[Records provided Boundary: Start]

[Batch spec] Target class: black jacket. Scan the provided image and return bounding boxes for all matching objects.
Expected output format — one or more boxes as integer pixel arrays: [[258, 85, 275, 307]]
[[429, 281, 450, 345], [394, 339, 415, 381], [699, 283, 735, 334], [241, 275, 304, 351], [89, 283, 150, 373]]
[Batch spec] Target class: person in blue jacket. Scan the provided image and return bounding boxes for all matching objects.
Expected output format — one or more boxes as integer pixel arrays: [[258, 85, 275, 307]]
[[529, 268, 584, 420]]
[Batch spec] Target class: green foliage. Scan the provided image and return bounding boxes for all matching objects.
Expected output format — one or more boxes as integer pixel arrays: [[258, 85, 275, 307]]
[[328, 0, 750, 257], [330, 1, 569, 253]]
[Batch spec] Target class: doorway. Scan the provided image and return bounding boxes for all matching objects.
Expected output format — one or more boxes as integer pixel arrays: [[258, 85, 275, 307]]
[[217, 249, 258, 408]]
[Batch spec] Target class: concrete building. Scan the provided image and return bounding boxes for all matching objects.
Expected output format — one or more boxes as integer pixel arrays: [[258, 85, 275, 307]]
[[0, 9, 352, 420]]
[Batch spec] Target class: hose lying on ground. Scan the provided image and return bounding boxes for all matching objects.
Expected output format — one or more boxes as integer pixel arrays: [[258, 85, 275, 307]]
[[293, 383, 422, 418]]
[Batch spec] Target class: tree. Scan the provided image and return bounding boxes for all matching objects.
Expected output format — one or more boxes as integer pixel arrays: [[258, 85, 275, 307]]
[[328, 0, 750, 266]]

[Records provided Boundary: End]

### Exercise
Where a line in the records above contains the string "jacket", copy that line.

### Solution to the exercise
[Batch spec] Target class: black jacket. Scan the provided image and return bounding boxes for all matching objects.
[Batch spec] Target class: person in blue jacket. Scan the provided image and return bounding boxes for all matching objects.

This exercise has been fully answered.